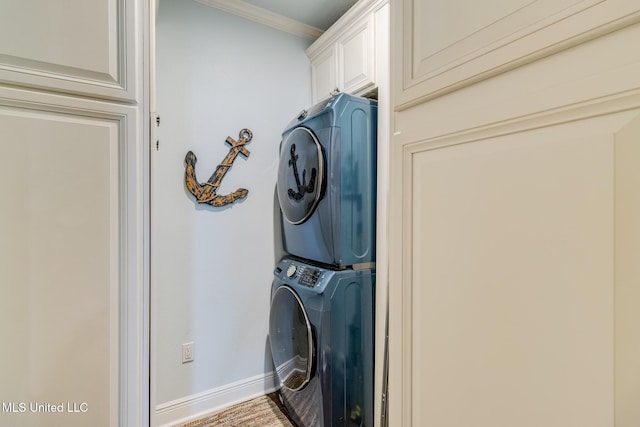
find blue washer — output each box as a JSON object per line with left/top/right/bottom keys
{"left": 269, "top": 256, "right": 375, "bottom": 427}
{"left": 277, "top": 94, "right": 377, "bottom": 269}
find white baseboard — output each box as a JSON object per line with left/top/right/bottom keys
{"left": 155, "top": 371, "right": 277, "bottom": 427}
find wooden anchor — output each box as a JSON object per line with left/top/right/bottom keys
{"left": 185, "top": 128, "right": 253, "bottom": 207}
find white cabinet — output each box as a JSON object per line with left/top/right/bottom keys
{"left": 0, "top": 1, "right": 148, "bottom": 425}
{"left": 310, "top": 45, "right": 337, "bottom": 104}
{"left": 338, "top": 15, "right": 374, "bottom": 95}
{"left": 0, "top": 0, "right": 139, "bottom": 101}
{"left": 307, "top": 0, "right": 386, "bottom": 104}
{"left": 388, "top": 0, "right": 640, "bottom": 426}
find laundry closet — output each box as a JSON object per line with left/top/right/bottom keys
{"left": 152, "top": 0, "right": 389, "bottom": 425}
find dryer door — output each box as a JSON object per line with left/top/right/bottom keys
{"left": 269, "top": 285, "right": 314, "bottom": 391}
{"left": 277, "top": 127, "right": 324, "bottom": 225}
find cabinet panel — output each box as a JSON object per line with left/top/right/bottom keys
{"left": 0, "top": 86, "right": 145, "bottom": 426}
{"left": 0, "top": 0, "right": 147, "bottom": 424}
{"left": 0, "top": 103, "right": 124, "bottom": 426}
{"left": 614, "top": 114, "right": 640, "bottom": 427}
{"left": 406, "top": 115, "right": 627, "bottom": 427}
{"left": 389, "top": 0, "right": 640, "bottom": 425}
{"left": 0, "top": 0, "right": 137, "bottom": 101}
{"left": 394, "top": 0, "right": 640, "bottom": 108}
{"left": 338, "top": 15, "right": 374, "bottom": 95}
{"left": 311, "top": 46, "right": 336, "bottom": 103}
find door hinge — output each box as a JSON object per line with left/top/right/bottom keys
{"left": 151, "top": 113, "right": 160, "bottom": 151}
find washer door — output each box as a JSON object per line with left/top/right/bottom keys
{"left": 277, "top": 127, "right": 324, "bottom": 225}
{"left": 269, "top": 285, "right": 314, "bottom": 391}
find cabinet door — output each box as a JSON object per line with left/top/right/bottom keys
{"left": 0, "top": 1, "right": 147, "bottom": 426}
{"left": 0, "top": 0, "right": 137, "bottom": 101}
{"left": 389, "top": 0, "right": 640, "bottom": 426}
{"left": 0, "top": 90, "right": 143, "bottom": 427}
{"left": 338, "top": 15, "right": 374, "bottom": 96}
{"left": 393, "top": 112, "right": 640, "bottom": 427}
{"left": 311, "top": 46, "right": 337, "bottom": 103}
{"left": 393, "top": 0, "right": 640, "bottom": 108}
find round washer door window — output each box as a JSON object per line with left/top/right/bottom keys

· · · ·

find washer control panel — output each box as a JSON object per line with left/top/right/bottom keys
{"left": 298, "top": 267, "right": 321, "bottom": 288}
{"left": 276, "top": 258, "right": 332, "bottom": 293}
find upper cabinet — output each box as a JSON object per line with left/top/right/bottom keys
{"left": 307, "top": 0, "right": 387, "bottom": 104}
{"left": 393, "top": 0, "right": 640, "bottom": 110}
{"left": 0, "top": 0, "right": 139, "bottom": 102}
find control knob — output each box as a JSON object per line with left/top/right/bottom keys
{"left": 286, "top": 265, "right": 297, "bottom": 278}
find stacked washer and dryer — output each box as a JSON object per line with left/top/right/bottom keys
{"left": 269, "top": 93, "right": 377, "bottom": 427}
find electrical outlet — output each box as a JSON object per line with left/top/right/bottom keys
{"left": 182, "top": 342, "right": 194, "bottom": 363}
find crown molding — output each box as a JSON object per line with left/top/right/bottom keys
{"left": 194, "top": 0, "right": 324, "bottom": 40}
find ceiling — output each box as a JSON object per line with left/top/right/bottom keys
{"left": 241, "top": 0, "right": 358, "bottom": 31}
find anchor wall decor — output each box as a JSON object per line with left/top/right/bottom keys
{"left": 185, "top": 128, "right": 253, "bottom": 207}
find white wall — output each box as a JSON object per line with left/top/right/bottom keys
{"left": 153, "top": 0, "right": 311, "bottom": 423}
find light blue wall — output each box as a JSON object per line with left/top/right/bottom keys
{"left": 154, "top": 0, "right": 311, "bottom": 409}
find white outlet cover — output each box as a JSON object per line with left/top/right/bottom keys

· · · ·

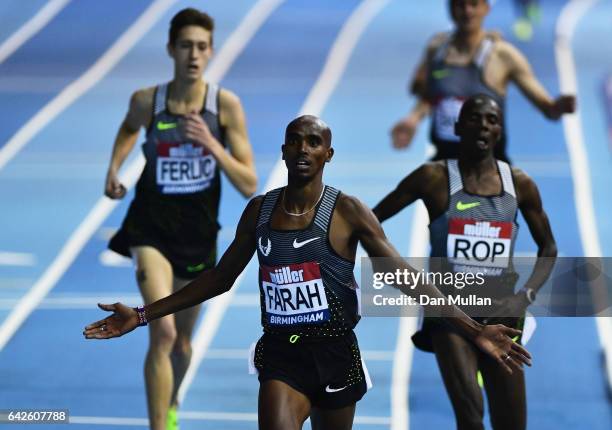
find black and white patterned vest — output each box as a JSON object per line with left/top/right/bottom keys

· · · ·

» **Task instructions**:
Starting at the line that contains "find washer door" and stopping after the line that contains "find round washer", write out every line exactly as it appears above, and no other line.

» **Solution to this task**:
find washer door — output each box as a JSON object per line with left/top/right/bottom keys
{"left": 277, "top": 127, "right": 324, "bottom": 225}
{"left": 269, "top": 285, "right": 314, "bottom": 391}
find cabinet door — output each box as a JSON object per line with left/top/right/bottom keys
{"left": 0, "top": 1, "right": 147, "bottom": 426}
{"left": 0, "top": 0, "right": 137, "bottom": 101}
{"left": 389, "top": 0, "right": 640, "bottom": 426}
{"left": 0, "top": 90, "right": 143, "bottom": 427}
{"left": 338, "top": 15, "right": 374, "bottom": 96}
{"left": 393, "top": 112, "right": 640, "bottom": 427}
{"left": 311, "top": 46, "right": 337, "bottom": 103}
{"left": 393, "top": 0, "right": 640, "bottom": 108}
find round washer door window — output each box as a JSON object per line with left/top/right/bottom keys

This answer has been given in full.